◆ **Data**:
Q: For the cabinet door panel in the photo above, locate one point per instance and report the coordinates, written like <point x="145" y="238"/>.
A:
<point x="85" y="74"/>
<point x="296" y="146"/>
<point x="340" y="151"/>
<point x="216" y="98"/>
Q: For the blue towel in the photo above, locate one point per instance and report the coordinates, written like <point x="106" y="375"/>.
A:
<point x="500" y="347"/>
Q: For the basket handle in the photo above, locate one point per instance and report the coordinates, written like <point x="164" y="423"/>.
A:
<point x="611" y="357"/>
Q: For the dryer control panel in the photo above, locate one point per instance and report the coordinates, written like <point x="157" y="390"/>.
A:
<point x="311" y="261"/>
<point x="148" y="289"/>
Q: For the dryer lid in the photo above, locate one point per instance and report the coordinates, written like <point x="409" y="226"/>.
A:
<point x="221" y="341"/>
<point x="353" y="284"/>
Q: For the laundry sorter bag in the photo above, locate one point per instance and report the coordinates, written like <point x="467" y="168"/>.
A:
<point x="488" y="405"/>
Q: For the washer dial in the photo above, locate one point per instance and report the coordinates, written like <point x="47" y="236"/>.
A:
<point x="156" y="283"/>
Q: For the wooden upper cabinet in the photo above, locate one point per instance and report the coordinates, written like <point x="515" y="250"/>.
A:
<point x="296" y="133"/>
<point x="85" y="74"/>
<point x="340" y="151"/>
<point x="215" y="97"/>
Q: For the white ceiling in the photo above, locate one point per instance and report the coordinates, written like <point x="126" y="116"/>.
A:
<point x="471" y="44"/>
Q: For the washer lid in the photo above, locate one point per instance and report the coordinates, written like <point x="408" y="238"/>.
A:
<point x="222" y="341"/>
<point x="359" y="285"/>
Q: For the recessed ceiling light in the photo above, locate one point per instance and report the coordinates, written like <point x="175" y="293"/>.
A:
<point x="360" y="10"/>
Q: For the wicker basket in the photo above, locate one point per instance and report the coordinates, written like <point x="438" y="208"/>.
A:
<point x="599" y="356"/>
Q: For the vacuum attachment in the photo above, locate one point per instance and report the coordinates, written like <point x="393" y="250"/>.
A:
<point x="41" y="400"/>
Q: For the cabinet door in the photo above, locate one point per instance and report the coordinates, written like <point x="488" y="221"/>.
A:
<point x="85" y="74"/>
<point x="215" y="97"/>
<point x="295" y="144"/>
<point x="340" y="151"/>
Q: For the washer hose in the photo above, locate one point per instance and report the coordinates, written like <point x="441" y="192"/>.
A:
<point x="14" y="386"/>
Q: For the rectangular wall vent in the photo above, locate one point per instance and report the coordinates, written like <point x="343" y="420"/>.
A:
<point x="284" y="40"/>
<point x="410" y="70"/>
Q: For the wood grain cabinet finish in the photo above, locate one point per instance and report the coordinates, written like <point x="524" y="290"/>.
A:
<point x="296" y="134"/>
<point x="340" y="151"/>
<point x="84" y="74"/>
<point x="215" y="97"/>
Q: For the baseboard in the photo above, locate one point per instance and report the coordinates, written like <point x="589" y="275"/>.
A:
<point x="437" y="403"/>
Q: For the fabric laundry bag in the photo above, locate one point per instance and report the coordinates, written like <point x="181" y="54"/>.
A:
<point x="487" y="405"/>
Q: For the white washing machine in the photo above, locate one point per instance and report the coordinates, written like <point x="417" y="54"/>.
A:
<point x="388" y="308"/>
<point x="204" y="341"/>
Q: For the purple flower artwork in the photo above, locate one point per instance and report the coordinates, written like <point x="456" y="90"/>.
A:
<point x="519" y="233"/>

◆ **Exercise requirements**:
Convert all of the material above into a JSON array of strings, one string per line, omitting any blank lines.

◆ **Reply**:
[
  "Q: For the cabinet door panel in the photo above, locate one point per instance and report the coordinates, written like <point x=\"145\" y=\"238\"/>.",
  "A:",
  "<point x=\"85\" y=\"74\"/>",
  "<point x=\"296\" y=\"146\"/>",
  "<point x=\"340\" y=\"151\"/>",
  "<point x=\"216\" y=\"98\"/>",
  "Q: For the blue towel in the photo above, locate one point per instance and report the coordinates, written like <point x=\"106\" y=\"375\"/>.",
  "A:",
  "<point x=\"500\" y=\"347\"/>",
  "Q: For the basket handle in the photo above, locate one point per instance and report the coordinates, written like <point x=\"164\" y=\"423\"/>.",
  "A:",
  "<point x=\"611\" y=\"357\"/>",
  "Q: For the dryer control panel in the photo above, locate one point per instance and report the coordinates, written like <point x=\"157\" y=\"390\"/>.",
  "A:",
  "<point x=\"311\" y=\"261\"/>",
  "<point x=\"148\" y=\"289\"/>",
  "Q: For the dryer lid in the photo above, locate one point per instance and report the coordinates, written like <point x=\"409\" y=\"226\"/>.",
  "A:",
  "<point x=\"221\" y=\"341\"/>",
  "<point x=\"353\" y=\"284\"/>",
  "Q: For the laundry sorter bag in the photo above, locate one point per instance and report the coordinates, written like <point x=\"467\" y=\"168\"/>.",
  "A:",
  "<point x=\"488\" y=\"405\"/>",
  "Q: For the washer dial in the photo above, locate one point per instance and report the coordinates, written like <point x=\"47\" y=\"236\"/>.",
  "A:",
  "<point x=\"156\" y=\"283\"/>",
  "Q: For the wooden upper cabinet in the photo above, locate one point per instance and report the coordinates, written like <point x=\"515\" y=\"250\"/>.",
  "A:",
  "<point x=\"296\" y=\"133\"/>",
  "<point x=\"85\" y=\"74\"/>",
  "<point x=\"340\" y=\"151\"/>",
  "<point x=\"215\" y=\"97\"/>",
  "Q: For the white ceiling in the photo above, locate one point per instance and report the coordinates, written like <point x=\"126\" y=\"116\"/>.",
  "A:",
  "<point x=\"471\" y=\"44\"/>",
  "Q: For the washer lid in the photo above, locate one point per instance and report the coordinates, written like <point x=\"408\" y=\"238\"/>.",
  "A:",
  "<point x=\"222\" y=\"341\"/>",
  "<point x=\"359\" y=\"285\"/>",
  "Q: For the recessed ceiling light in the photo above, locate one point per instance and report the coordinates, written like <point x=\"175\" y=\"293\"/>.",
  "A:",
  "<point x=\"360\" y=\"10\"/>",
  "Q: For the wicker basket in the photo above, locate one point per instance and report the coordinates, written like <point x=\"438\" y=\"208\"/>.",
  "A:",
  "<point x=\"599\" y=\"356\"/>",
  "Q: For the vacuum attachment in the photo above, locate one point per instance and report the coordinates, written like <point x=\"393\" y=\"250\"/>.",
  "A:",
  "<point x=\"41\" y=\"400\"/>",
  "Q: For the cabinet door in the photo above, locate one point per instance and report the coordinates, written like <point x=\"488\" y=\"221\"/>.",
  "A:",
  "<point x=\"85\" y=\"74\"/>",
  "<point x=\"215\" y=\"97\"/>",
  "<point x=\"295\" y=\"144\"/>",
  "<point x=\"340\" y=\"151\"/>",
  "Q: For the washer hose in the photo above, locate one point per instance and report the coordinates, written like <point x=\"441\" y=\"192\"/>.",
  "A:",
  "<point x=\"14\" y=\"386\"/>",
  "Q: For the rectangular wall vent in the photo above, locate one point per instance and report the coordinates, written like <point x=\"343\" y=\"420\"/>.",
  "A:",
  "<point x=\"284\" y=\"40\"/>",
  "<point x=\"410\" y=\"70\"/>",
  "Q: For the wood grain cabinet finish in the photo above, locate one point per instance and report the coordinates, written like <point x=\"524\" y=\"290\"/>.",
  "A:",
  "<point x=\"296\" y=\"134\"/>",
  "<point x=\"340\" y=\"151\"/>",
  "<point x=\"84\" y=\"74\"/>",
  "<point x=\"215\" y=\"97\"/>",
  "Q: For the baseboard in the photo above, locate one point per instance and report the coordinates, written like <point x=\"589\" y=\"275\"/>.",
  "A:",
  "<point x=\"437\" y=\"403\"/>",
  "Q: For the fabric laundry bag in the photo above, locate one point per instance and report the coordinates, written like <point x=\"181\" y=\"54\"/>.",
  "A:",
  "<point x=\"487\" y=\"405\"/>",
  "Q: For the white washing machine in the photo above, locate one point per instance and report the coordinates, written like <point x=\"417\" y=\"54\"/>.",
  "A:",
  "<point x=\"388\" y=\"308\"/>",
  "<point x=\"204\" y=\"341\"/>",
  "Q: For the purple flower artwork in the photo above, locate one point per instance and report the coordinates, written like <point x=\"456\" y=\"90\"/>.",
  "A:",
  "<point x=\"519\" y=\"233\"/>"
]